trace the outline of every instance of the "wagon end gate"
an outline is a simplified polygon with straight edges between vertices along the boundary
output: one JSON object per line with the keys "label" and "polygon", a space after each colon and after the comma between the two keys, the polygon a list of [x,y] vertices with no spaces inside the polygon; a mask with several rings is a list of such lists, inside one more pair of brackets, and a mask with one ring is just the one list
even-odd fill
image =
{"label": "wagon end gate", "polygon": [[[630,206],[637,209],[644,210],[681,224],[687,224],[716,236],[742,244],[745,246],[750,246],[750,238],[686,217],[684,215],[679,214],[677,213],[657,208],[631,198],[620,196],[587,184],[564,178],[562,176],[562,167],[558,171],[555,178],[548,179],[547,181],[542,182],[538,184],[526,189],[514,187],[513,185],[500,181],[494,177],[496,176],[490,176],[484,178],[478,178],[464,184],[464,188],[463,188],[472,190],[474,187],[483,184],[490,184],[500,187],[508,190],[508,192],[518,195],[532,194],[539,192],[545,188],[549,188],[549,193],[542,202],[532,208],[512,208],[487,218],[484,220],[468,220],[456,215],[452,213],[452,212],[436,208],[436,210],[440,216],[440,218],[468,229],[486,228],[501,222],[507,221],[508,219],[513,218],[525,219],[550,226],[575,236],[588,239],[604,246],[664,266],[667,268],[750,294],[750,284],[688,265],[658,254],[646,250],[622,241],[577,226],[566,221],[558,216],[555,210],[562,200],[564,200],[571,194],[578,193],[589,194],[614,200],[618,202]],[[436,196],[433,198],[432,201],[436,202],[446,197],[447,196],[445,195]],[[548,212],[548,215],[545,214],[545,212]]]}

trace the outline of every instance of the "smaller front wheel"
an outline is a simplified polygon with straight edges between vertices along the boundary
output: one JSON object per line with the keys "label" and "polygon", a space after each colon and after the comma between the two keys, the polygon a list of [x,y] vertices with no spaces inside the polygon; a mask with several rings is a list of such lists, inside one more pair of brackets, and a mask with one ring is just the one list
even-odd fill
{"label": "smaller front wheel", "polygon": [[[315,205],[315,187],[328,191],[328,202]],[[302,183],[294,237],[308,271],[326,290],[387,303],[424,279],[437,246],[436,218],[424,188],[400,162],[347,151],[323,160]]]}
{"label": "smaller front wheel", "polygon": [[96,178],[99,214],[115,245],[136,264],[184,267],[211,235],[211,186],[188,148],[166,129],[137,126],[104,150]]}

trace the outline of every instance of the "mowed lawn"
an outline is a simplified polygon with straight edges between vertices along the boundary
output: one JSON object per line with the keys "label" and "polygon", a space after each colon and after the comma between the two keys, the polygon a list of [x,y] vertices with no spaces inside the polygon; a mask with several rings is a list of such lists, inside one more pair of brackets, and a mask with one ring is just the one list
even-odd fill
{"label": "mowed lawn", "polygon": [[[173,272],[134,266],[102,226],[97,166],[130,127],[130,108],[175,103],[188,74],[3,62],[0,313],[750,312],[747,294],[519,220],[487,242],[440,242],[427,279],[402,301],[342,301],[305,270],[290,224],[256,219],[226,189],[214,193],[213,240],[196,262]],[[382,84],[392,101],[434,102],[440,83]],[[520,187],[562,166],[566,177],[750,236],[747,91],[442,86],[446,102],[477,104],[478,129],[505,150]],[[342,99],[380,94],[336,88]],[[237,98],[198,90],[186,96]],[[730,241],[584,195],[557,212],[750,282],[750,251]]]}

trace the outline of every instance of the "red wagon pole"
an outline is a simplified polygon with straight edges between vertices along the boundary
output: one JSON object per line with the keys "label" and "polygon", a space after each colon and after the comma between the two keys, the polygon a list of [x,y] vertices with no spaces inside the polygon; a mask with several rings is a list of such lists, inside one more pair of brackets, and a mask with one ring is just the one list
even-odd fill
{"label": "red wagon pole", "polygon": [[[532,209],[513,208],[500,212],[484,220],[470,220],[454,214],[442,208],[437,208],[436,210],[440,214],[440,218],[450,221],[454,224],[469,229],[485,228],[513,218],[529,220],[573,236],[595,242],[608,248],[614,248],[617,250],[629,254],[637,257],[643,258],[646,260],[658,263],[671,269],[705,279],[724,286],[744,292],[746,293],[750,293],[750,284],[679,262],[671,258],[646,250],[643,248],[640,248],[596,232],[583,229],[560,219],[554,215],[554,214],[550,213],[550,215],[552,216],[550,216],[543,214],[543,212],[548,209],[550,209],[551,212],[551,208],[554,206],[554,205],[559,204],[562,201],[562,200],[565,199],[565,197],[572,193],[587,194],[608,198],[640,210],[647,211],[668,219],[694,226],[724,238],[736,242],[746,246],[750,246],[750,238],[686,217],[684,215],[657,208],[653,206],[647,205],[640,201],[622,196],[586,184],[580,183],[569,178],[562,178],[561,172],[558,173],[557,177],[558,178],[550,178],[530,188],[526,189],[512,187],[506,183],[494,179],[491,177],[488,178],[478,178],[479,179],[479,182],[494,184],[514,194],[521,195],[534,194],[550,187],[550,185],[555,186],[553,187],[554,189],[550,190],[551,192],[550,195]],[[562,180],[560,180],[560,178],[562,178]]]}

◆ **AIM**: Output the whole listing above again, word for word.

◆ **SOLVED PROBLEM**:
trace the outline of every instance of the "wagon end gate"
an outline is a simplified polygon with straight edges between vertices along the boundary
output: one JSON object per line with the keys "label" and "polygon", a space after each colon and after the comma between the two keys, the polygon a list of [x,y] vertices with no spaces inside the polygon; a mask with several rings is a list of such lists, inside one more pair of brackets, and a mask with one ring is just the one list
even-odd fill
image =
{"label": "wagon end gate", "polygon": [[[630,206],[637,209],[644,210],[681,224],[687,224],[716,236],[742,244],[745,246],[750,246],[750,238],[686,217],[684,215],[679,214],[677,213],[657,208],[631,198],[620,196],[587,184],[564,178],[562,176],[562,167],[558,171],[555,178],[548,179],[547,181],[542,182],[538,184],[526,189],[514,187],[513,185],[500,181],[494,177],[496,176],[490,176],[484,178],[478,178],[464,184],[464,188],[463,188],[472,190],[474,187],[483,184],[490,184],[500,187],[508,190],[508,192],[518,195],[532,194],[539,192],[545,188],[549,188],[549,193],[542,202],[532,208],[512,208],[487,218],[484,220],[468,220],[456,215],[452,213],[452,212],[436,208],[436,210],[440,216],[440,218],[468,229],[486,228],[501,222],[507,221],[508,219],[513,218],[525,219],[550,226],[575,236],[588,239],[604,246],[664,266],[667,268],[750,294],[750,284],[688,265],[658,254],[646,250],[622,241],[577,226],[566,221],[558,216],[555,210],[562,200],[564,200],[571,194],[578,193],[589,194],[614,200],[618,202]],[[436,196],[433,198],[432,201],[436,202],[446,197],[447,196],[445,195]],[[548,212],[548,215],[545,214],[545,212]]]}

trace the outline of every instance of the "smaller front wheel"
an outline is a simplified polygon with straight edges between vertices along the boundary
output: one JSON object per line with the keys "label" and "polygon", a space after each colon and after the comma between the two keys, the polygon a list of [x,y] vertices with no spaces inside the polygon; a mask with several rings is a list of such lists, inside one more pair of brackets, and a mask with one ring is just the one list
even-odd fill
{"label": "smaller front wheel", "polygon": [[[315,205],[315,187],[328,191],[328,202]],[[302,183],[294,237],[308,271],[326,290],[387,303],[424,279],[437,246],[436,218],[424,188],[400,162],[347,151],[323,160]]]}
{"label": "smaller front wheel", "polygon": [[96,178],[99,214],[115,245],[136,264],[184,267],[211,235],[211,186],[188,148],[166,129],[137,126],[104,150]]}

trace the outline of every instance of the "mowed lawn"
an outline is a simplified polygon with straight edges between vertices along the boundary
output: one JSON object per line with the keys "label" and "polygon", a space after each colon and after the comma between the two keys, the polygon a list of [x,y] vertices with no spaces inside the polygon; a mask with several rings is a list of such lists, inside one more pair of brackets, and a mask with one ring is just the one list
even-odd fill
{"label": "mowed lawn", "polygon": [[[173,272],[134,266],[102,226],[97,166],[130,127],[130,108],[175,103],[188,74],[3,62],[0,313],[750,312],[747,294],[519,220],[487,242],[440,242],[427,279],[402,301],[342,301],[305,270],[290,224],[256,219],[226,189],[214,193],[213,240],[196,262]],[[382,84],[392,101],[434,102],[440,83]],[[520,187],[562,166],[566,177],[750,236],[747,91],[442,86],[446,102],[477,104],[478,129],[505,150]],[[342,99],[380,94],[336,88]],[[237,98],[198,90],[186,96]],[[730,241],[584,195],[557,212],[750,282],[750,251]]]}

trace the outline of every instance of the "red wagon pole"
an outline is a simplified polygon with straight edges between vertices along the boundary
output: one JSON object per line with the keys "label" and "polygon", a space after each colon and after the comma between the two keys, the polygon a list of [x,y] vertices with no spaces inside the polygon; a mask with several rings is a list of such lists, inside one more pair of brackets, and a mask with one ring is just the one list
even-odd fill
{"label": "red wagon pole", "polygon": [[[532,209],[513,208],[500,212],[484,220],[470,220],[454,214],[442,208],[437,208],[436,210],[440,214],[440,218],[450,221],[454,224],[469,229],[485,228],[513,218],[529,220],[573,236],[595,242],[608,248],[614,248],[617,250],[629,254],[637,257],[643,258],[646,260],[658,263],[671,269],[705,279],[724,286],[744,292],[746,293],[750,293],[750,284],[679,262],[671,258],[646,250],[643,248],[640,248],[596,232],[583,229],[560,219],[554,215],[554,214],[550,213],[550,215],[552,216],[550,216],[543,214],[543,212],[548,209],[550,209],[551,212],[551,208],[554,206],[554,205],[559,204],[562,201],[562,200],[565,199],[565,197],[572,193],[587,194],[608,198],[640,210],[647,211],[668,219],[694,226],[724,238],[736,242],[746,246],[750,246],[750,238],[686,217],[684,215],[657,208],[653,206],[647,205],[640,201],[622,196],[586,184],[580,183],[569,178],[562,178],[561,172],[558,173],[557,177],[558,178],[550,178],[530,188],[526,189],[512,187],[506,183],[494,179],[491,177],[488,178],[478,178],[479,179],[479,182],[494,184],[514,194],[521,195],[534,194],[550,187],[550,185],[555,186],[553,187],[554,189],[550,190],[551,192],[550,195]],[[562,180],[560,180],[560,178],[562,178]]]}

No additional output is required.